TEXTO SELECIONADO:
◆ ◆ ◆ ◆ ◆
A Semana de Arte Moderna foi uma espécie de frenesi transformador, que agitou momentaneamente os corações e mentes da nossa République des Lettres, mas que depois hibernou na mesmice de Artur Bernardes e de Washington Luís, exasperando os jovens paulistas afoitos do novo partido “democrata”. Tudo bem: acabou confluindo para a Aliança Liberal que resolveu passar às vias de fato para liquidar de vez com a política “carcomida” da Velha República, nossa esperança jacobina que se transformou rapidamente em Ancien Régime. 

Como se vê mais uma vez, ideias e movimentos são surpreendentes e contraditórios, podendo conduzir a resultados inesperados.

A Semana de Arte Moderna causou aquele “agito” temporário, coloriu telas provocadoras, inovou na composição visual e gráfica da nova literatura, mas parece ter feito “chabu” em pouco tempo mais. Tanto é assim que um dos seus patrocinadores mais exaltados, Mario de Andrade, reconhecia, alguns anos depois, no provocador poema “O Poeta Come Amendoim”, e de forma algo frustrada, que “progredir, progredimos um tiquinho, que o progresso também é uma fatalidade”.
◆ ◆ ◆ ◆ ◆
ENTRADAS DO CONJUNTO:
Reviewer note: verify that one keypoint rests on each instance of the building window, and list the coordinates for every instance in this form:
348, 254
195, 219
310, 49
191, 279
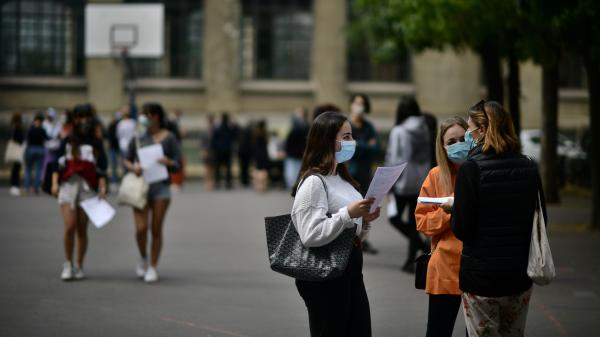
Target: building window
571, 73
183, 42
276, 39
362, 66
41, 37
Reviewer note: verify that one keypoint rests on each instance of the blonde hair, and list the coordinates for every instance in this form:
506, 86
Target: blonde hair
499, 136
446, 168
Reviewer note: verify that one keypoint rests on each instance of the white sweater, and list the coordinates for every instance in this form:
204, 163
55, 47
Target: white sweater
312, 204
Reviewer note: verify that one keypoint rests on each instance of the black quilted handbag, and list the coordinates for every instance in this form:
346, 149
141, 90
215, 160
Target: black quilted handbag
288, 255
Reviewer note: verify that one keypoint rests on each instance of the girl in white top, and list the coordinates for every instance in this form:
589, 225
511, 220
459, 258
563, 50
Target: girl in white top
337, 307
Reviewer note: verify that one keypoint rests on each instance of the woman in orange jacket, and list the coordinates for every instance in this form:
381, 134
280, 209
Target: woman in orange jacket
434, 221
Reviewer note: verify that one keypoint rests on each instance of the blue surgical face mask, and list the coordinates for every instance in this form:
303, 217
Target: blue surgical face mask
346, 152
457, 152
469, 140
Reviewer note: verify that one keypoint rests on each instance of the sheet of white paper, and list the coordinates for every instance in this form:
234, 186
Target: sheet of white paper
392, 209
437, 201
152, 170
98, 210
383, 181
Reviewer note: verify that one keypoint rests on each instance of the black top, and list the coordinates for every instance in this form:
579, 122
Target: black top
18, 135
36, 136
113, 140
494, 203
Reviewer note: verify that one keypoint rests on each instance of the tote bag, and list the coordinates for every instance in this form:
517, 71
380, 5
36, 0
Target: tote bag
290, 257
540, 267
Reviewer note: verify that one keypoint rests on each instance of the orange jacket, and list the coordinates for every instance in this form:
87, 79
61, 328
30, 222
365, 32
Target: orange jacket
442, 272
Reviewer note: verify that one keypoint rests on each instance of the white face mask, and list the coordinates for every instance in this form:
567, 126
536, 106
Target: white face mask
357, 109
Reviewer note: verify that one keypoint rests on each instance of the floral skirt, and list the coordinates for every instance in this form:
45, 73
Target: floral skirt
496, 316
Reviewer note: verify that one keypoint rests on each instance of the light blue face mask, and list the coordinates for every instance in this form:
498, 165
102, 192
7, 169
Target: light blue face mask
458, 152
346, 152
469, 140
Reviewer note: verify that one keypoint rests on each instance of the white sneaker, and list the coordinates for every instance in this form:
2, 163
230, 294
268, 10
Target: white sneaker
15, 191
67, 273
78, 273
151, 275
140, 267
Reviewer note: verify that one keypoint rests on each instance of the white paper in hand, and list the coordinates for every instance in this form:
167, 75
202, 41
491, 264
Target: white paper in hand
152, 170
383, 181
98, 210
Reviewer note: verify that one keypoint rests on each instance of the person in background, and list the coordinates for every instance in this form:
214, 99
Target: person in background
431, 122
125, 130
17, 135
367, 148
34, 154
174, 125
159, 193
409, 143
320, 213
224, 138
79, 174
114, 150
207, 154
294, 145
245, 152
434, 221
261, 156
497, 192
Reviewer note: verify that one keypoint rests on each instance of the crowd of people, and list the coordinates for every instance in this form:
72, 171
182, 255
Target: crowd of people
478, 251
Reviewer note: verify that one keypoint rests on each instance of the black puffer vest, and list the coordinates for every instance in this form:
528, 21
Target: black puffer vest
494, 261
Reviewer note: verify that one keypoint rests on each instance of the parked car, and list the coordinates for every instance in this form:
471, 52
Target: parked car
532, 147
574, 166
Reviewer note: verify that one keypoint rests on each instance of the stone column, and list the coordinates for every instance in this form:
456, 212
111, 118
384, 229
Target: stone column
105, 79
531, 95
329, 52
221, 55
447, 83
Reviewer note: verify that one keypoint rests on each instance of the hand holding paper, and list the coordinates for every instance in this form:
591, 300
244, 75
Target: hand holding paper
383, 181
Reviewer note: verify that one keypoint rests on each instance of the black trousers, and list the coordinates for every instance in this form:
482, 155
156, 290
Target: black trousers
223, 162
338, 307
442, 315
15, 175
409, 229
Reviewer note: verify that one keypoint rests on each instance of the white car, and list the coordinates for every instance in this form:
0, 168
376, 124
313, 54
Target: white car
532, 147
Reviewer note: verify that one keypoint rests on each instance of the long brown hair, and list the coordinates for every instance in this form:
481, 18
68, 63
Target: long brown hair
500, 136
447, 169
319, 154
◆ ◆ ◆ ◆ ◆
TAREFAS A REALIZAR:
a – Liste todas as pessoas citadas pelo nome no texto sobre a Semana de Arte Moderna.
b – Dê continuidade ao texto sobre a Semana de Arte Moderna a partir do ponto em que ele termina.
Os itens não têm relação alguma com o texto sobre a Semana de Arte Moderna.

RESPOSTAS POR TAREFA:
a – Artur Bernardes, Washington Luís, Mario de Andrade

b –
A fatalidade acabou atingindo o Brasil vários anos depois, sob as patas dos “cavalos castilhistas” importados do Rio Grande do Sul e apeados no Obelisco do Rio de Janeiro.

O castilhismo é aquele movimento supostamente positivista do Homem que Inventou a Ditadura no Brasil, que fez com que um de seus discípulos, o timorato, mas maquiavélico Vargas, desse início a um “breve período de 15 anos”, que realmente transformou o Brasil (para o bem e para o mal). Os militares que se acomodaram no poder em 1964, para um “breve período de 21 anos”, todos eles se formaram nas academias militares da “era Vargas”, com algumas concepções “prussianas” de “ciência bélica” e várias outras concepções quase “nazistas” de “ciência econômica” (autarquia, nacionalização vertical) e até algumas pontas de “stalinismo industrial” (mas para os ricos tão somente).

O Brasil, como se vê, sempre foi fértil de ideias, e continua sendo. Temos a capacidade de importas as ideias mais generosas, e as mais malucas, misturar tudo no liquidificador da academia e da política, e depois servir para o povo, como grandes símbolos da renovação do país.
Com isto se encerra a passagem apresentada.